— START INFORMATION SHOWN —

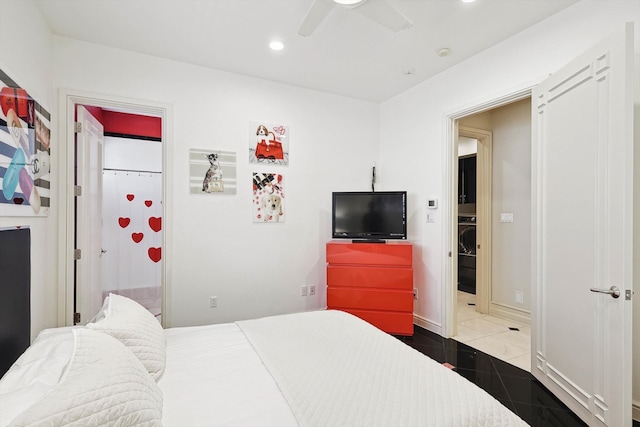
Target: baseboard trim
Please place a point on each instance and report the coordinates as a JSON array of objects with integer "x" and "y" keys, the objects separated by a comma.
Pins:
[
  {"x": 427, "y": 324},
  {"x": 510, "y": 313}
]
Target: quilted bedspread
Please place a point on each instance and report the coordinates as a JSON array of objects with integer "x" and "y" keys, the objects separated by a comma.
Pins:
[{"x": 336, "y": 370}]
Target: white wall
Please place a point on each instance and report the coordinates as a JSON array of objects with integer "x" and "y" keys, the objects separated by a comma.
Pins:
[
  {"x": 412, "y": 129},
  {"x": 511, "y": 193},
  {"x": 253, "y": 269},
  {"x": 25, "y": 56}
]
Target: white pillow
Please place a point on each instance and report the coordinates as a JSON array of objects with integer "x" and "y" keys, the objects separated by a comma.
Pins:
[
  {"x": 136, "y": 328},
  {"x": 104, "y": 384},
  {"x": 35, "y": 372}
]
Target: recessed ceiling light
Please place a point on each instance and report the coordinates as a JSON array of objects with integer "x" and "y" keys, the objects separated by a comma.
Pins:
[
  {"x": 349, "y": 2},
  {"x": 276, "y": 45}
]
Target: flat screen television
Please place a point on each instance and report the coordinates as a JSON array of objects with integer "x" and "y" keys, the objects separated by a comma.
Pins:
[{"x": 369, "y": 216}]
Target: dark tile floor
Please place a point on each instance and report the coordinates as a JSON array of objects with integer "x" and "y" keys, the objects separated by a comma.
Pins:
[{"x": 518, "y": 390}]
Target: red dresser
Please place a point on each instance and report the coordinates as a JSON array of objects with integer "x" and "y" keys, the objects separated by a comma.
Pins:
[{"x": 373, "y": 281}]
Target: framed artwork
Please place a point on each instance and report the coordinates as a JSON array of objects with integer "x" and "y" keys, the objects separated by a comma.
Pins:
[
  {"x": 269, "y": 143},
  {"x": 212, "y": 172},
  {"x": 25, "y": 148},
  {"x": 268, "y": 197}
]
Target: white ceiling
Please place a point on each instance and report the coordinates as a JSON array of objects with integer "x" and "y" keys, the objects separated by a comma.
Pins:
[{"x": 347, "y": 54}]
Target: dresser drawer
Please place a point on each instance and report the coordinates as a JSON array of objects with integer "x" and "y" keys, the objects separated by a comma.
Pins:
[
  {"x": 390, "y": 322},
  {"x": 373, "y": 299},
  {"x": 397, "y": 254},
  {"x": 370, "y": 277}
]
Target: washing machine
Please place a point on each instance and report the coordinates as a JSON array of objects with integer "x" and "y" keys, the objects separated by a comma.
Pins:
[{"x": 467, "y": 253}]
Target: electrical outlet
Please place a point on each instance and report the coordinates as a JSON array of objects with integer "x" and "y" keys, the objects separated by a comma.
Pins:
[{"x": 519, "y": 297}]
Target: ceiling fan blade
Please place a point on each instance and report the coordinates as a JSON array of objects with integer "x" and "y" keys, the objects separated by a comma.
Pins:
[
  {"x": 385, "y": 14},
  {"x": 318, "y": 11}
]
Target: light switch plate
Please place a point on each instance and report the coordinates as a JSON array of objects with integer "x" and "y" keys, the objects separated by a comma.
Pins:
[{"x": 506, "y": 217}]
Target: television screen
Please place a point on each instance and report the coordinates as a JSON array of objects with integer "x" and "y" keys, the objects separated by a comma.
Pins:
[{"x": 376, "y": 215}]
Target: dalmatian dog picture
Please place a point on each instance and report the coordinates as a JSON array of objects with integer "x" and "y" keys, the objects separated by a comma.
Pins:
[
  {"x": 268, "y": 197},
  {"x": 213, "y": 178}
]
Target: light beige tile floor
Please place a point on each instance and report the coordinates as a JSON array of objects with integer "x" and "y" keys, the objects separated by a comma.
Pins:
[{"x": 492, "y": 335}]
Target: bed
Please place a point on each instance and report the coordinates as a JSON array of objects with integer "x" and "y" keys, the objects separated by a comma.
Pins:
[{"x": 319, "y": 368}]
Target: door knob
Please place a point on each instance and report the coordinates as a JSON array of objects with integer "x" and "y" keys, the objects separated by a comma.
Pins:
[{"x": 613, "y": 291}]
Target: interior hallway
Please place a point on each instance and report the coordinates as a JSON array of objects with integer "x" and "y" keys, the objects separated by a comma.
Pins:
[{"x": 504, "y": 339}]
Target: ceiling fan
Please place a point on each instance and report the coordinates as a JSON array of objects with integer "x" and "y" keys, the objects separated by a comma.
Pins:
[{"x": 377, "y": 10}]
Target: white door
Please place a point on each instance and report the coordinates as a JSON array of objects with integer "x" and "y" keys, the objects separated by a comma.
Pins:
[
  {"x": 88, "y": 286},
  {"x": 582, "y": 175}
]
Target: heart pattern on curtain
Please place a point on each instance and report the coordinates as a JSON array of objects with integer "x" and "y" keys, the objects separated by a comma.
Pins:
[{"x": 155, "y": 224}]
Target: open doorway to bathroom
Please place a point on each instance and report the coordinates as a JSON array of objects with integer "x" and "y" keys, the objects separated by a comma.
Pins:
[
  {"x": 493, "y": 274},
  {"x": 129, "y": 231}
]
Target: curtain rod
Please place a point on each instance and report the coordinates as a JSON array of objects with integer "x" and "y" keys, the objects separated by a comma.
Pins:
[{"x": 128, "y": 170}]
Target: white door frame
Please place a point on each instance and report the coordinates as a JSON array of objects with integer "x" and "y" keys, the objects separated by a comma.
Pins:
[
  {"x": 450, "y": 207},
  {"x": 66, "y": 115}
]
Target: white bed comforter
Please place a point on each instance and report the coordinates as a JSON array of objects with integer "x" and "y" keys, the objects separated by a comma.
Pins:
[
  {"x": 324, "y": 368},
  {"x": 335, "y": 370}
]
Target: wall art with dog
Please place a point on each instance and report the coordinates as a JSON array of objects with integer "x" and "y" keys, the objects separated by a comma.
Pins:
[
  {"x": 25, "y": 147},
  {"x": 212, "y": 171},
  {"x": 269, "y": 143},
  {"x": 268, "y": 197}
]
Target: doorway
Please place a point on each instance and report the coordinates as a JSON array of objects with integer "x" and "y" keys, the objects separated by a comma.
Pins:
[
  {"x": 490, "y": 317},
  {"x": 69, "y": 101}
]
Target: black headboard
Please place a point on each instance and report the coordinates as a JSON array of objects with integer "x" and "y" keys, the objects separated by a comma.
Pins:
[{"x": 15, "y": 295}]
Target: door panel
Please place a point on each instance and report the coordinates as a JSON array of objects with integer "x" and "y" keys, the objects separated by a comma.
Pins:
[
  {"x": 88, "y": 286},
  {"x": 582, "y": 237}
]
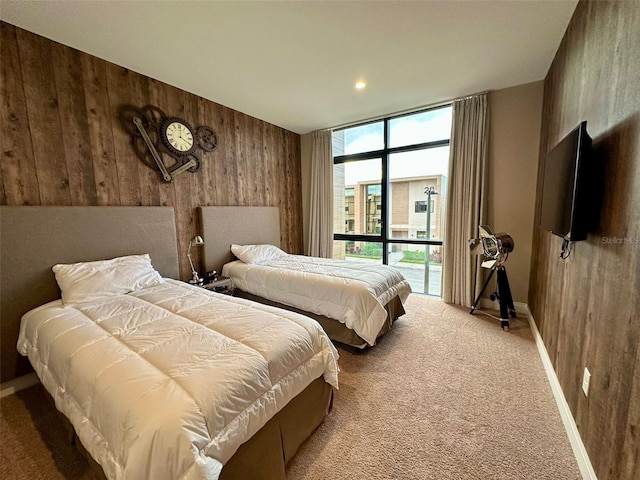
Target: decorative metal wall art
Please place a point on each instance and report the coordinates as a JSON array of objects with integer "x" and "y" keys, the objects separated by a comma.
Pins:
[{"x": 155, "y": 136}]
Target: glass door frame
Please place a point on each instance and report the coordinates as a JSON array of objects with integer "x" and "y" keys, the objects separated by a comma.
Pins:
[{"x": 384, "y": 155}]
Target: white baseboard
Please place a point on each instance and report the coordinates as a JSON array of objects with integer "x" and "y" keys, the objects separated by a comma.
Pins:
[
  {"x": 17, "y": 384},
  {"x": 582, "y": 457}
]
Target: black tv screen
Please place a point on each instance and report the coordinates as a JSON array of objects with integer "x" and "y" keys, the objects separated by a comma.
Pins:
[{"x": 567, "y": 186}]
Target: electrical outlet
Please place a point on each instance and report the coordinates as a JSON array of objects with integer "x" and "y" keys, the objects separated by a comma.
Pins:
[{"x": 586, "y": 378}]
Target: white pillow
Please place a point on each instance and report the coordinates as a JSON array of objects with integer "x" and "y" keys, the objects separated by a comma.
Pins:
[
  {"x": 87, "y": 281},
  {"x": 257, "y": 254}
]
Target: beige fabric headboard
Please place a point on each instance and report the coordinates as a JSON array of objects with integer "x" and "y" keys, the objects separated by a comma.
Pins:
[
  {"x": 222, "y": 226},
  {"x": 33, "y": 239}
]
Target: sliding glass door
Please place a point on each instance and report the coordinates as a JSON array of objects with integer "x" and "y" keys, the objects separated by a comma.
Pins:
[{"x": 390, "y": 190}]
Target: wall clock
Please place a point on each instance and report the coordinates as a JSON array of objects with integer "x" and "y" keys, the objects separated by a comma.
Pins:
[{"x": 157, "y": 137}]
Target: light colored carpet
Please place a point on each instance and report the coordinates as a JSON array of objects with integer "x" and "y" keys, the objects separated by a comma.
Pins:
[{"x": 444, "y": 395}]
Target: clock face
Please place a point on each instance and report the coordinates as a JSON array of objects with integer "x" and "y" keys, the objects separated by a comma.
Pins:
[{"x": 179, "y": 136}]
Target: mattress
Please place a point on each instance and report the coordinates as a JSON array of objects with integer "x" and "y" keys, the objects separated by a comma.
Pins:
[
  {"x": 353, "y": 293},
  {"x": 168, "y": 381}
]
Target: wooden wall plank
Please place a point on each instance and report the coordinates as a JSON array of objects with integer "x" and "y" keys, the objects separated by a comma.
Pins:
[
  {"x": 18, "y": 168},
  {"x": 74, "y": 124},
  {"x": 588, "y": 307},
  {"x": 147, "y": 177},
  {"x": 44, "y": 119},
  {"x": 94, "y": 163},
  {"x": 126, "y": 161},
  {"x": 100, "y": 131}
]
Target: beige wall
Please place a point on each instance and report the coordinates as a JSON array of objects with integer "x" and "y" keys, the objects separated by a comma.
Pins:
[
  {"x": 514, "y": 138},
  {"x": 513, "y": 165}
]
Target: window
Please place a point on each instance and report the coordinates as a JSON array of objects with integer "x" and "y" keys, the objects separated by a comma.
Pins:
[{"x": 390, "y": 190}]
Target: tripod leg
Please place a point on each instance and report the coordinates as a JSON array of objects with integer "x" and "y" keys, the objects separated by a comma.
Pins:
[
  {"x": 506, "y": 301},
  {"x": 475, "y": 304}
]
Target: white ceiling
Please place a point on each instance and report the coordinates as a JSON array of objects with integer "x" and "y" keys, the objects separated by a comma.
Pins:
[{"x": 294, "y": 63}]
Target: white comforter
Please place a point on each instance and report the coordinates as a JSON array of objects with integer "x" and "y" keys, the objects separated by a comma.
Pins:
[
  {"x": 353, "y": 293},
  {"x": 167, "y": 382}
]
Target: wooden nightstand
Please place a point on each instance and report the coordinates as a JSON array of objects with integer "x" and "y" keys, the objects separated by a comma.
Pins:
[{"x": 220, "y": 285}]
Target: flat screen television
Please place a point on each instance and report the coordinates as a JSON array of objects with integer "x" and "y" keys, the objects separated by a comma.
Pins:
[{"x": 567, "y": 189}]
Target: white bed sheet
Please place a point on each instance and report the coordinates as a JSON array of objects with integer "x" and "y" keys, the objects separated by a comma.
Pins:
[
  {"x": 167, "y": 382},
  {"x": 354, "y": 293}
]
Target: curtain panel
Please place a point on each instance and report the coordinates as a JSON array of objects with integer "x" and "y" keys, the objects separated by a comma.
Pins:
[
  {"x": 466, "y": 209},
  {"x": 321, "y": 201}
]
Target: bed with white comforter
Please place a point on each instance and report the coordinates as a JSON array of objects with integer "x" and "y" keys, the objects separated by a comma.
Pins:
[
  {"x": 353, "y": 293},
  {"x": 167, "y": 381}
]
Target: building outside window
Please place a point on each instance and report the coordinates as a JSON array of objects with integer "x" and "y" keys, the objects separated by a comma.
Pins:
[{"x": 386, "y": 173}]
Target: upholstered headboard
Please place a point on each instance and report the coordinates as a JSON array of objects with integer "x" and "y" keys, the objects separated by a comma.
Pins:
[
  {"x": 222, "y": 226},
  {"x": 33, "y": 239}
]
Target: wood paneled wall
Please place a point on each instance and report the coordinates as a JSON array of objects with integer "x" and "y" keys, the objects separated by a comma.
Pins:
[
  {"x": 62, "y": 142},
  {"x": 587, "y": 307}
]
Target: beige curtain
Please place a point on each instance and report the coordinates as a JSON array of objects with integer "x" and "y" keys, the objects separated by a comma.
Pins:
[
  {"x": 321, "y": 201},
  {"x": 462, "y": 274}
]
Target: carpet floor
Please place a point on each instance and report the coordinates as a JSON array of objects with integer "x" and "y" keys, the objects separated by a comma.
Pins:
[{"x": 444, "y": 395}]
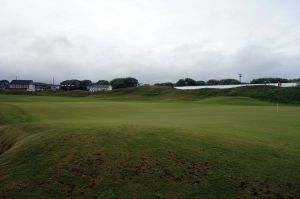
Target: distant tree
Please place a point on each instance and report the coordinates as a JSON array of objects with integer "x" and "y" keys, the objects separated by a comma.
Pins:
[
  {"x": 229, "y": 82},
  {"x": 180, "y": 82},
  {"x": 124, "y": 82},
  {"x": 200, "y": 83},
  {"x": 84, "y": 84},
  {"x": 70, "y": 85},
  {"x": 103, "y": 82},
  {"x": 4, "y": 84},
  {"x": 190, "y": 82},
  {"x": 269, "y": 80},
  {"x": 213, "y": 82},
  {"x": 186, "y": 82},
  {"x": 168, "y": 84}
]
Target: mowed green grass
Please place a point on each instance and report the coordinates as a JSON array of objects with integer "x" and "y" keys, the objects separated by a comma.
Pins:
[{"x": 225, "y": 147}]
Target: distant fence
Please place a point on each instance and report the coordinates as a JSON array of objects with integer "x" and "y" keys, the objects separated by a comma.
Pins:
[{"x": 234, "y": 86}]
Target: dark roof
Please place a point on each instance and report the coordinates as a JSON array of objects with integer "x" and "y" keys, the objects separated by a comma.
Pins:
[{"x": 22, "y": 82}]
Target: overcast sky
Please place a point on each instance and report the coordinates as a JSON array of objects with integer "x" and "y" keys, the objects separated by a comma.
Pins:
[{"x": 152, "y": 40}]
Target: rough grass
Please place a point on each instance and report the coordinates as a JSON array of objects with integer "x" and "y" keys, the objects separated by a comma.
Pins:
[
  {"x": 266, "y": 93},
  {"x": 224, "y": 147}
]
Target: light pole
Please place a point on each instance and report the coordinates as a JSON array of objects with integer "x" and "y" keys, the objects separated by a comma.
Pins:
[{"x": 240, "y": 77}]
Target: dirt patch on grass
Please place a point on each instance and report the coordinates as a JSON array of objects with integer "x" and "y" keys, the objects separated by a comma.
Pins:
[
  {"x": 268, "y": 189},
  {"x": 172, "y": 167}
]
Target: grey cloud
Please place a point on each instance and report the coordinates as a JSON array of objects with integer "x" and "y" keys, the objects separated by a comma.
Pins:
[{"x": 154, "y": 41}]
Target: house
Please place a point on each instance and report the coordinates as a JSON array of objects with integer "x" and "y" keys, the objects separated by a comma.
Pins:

— END INFORMATION SHOWN —

• _REQUIRED WORK_:
Extract exactly the lines between the line containing "Target: overcast sky" and the end of the data, including both.

• _THE OUTPUT_:
Target: overcast sky
Please place a point on each instance and report the coordinates as a JSON array of objects with integer "x" and "y" keys, the objects separated by a comma.
Pins:
[{"x": 152, "y": 40}]
Target: rough grass
Please place a point on each instance and report the coordinates as a JSON array of objects with integer "x" and "y" keys, the objects separated by a comma.
Pins:
[
  {"x": 266, "y": 93},
  {"x": 224, "y": 147}
]
Target: light pole
Please place a point on each instance and report the coordinates as a JSON array of objects with integer "x" and "y" keys, the objects separated by a comma.
Pins:
[{"x": 240, "y": 77}]
Target: dirt patch on grass
Please place a point on each instance and report the coordinates as a JSON array of objects with integer "x" and "y" keys, the objects separated by a comma.
Pins:
[
  {"x": 268, "y": 189},
  {"x": 172, "y": 167}
]
Target: grey cloud
Please place a point on each instance and report the coordinates as a JSON array of objects with integer "x" and "y" keys, the objects separated by a comma.
Pins:
[{"x": 154, "y": 41}]
Target: house
Please place a point on each instance and report the coordinates as a JSON array of objects with integer "x" and "y" keys, the objects separated by a comma.
Pins:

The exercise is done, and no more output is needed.